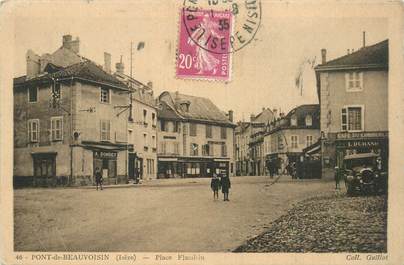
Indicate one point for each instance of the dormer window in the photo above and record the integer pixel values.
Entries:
(104, 95)
(354, 81)
(293, 121)
(309, 120)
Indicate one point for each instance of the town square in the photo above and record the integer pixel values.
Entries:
(201, 127)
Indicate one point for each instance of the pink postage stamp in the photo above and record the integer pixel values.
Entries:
(204, 50)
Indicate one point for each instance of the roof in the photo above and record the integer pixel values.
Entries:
(200, 109)
(374, 56)
(358, 156)
(86, 70)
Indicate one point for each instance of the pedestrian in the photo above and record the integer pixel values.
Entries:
(98, 177)
(215, 186)
(225, 182)
(337, 178)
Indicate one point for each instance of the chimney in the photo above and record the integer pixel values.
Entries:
(230, 115)
(120, 67)
(252, 117)
(33, 64)
(323, 56)
(364, 39)
(73, 45)
(107, 62)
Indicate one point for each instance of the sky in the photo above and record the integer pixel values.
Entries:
(263, 72)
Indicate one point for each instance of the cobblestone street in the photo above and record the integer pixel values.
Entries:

--------------------------------

▶ What this task involves: The copy must include every record exactly and none of the pictures.

▶ Result:
Indicate one point for each instance of the dormer window in the photo above and record the integer pixel values.
Entries:
(104, 95)
(354, 81)
(293, 121)
(309, 120)
Indicate one point for each instance of the town square in the photo above and record the integer pixel values.
Entries:
(201, 127)
Indicate one point for each instance of the pink postage stamp in the photo above and record the integer pixel values.
Entries:
(204, 50)
Indicate one point for each instance of the roof in the photo above and record the integer pixel values.
Entries:
(200, 109)
(374, 56)
(358, 156)
(86, 70)
Indicate one point for each instance of the pedestrian in the photo above and record the integer pixel values.
Entries:
(98, 177)
(215, 186)
(225, 182)
(337, 178)
Indicate one point for each instance of the chimney in the photo above and record the integer pixel values.
Entries:
(230, 115)
(120, 67)
(252, 117)
(33, 64)
(323, 56)
(364, 39)
(73, 45)
(107, 62)
Indicate one point for each instance of the sky in the photo above and record the integer pixel values.
Entries:
(263, 72)
Indicate one point for each instance of the cobblestone street in the photo above and record the integer pixel values.
Entries:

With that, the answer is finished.